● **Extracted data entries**
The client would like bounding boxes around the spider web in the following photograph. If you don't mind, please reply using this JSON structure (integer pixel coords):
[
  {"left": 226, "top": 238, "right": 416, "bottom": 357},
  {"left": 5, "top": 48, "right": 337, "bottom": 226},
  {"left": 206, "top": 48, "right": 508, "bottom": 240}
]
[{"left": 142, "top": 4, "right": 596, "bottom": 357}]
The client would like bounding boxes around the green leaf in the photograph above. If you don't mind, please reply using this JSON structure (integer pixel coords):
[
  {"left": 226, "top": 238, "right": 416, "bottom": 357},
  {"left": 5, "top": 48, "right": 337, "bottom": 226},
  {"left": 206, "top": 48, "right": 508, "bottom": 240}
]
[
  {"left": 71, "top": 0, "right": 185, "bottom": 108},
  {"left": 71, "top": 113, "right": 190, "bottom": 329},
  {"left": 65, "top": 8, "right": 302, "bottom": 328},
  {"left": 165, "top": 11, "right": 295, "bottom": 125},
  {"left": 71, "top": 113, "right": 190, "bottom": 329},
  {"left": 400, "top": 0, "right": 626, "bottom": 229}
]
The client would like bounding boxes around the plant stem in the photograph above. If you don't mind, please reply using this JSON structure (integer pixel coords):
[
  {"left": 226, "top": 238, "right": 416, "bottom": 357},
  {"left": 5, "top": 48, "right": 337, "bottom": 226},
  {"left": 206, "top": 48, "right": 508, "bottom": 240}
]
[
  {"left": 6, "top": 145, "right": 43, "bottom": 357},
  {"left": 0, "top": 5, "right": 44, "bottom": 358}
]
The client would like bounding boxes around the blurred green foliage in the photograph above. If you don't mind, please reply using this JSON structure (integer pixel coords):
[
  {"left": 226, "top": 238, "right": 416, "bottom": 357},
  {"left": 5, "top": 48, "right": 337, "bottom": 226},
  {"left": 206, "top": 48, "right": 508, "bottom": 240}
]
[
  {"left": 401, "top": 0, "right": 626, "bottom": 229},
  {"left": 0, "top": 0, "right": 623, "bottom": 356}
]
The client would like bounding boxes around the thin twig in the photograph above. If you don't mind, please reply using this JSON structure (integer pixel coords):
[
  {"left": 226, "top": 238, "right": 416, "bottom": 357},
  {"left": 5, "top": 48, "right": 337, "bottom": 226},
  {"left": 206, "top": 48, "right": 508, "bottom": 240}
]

● **REQUIRED WORK**
Reproduce all of the data above line for line, with no changes.

● **SOLUTION TO THE EXERCISE**
The client would like bounding boxes around the spider web in the following photograph. If you don't mind, please reply using this JSON structure (integer pixel coords):
[
  {"left": 226, "top": 238, "right": 416, "bottom": 357},
  {"left": 5, "top": 48, "right": 337, "bottom": 226},
  {"left": 206, "top": 48, "right": 508, "bottom": 240}
]
[{"left": 142, "top": 4, "right": 596, "bottom": 357}]
The client would like bounding boxes around the green leaf in the photograph above. If you don't mind, please reply using this JSON structure (integer pixel coords):
[
  {"left": 226, "top": 238, "right": 416, "bottom": 357},
  {"left": 5, "top": 48, "right": 337, "bottom": 226},
  {"left": 206, "top": 48, "right": 508, "bottom": 240}
]
[
  {"left": 71, "top": 0, "right": 185, "bottom": 108},
  {"left": 71, "top": 113, "right": 190, "bottom": 329},
  {"left": 65, "top": 8, "right": 302, "bottom": 328},
  {"left": 165, "top": 11, "right": 295, "bottom": 125},
  {"left": 71, "top": 113, "right": 190, "bottom": 329},
  {"left": 400, "top": 0, "right": 626, "bottom": 229}
]
The client would like bounding boxes around the plant stem in the photograph above. If you don't mind, please reply using this JSON structure (integer pixel coords):
[
  {"left": 226, "top": 238, "right": 416, "bottom": 357},
  {"left": 5, "top": 48, "right": 337, "bottom": 226},
  {"left": 206, "top": 48, "right": 508, "bottom": 240}
]
[
  {"left": 6, "top": 145, "right": 43, "bottom": 357},
  {"left": 0, "top": 5, "right": 44, "bottom": 358}
]
The client would like bounding boxes around the blurred green foliage in the photograph above. If you don't mind, please reply using this JSON structure (integer pixel coords):
[
  {"left": 226, "top": 238, "right": 416, "bottom": 357},
  {"left": 5, "top": 48, "right": 337, "bottom": 226},
  {"left": 206, "top": 48, "right": 508, "bottom": 240}
]
[
  {"left": 401, "top": 0, "right": 626, "bottom": 229},
  {"left": 0, "top": 0, "right": 623, "bottom": 356}
]
The client would like bounding boxes around the thin twig in the photograph above. If you don't mind, please reply using this JSON structure (integer pixel coords):
[
  {"left": 226, "top": 238, "right": 416, "bottom": 357},
  {"left": 5, "top": 48, "right": 337, "bottom": 226},
  {"left": 206, "top": 48, "right": 508, "bottom": 240}
]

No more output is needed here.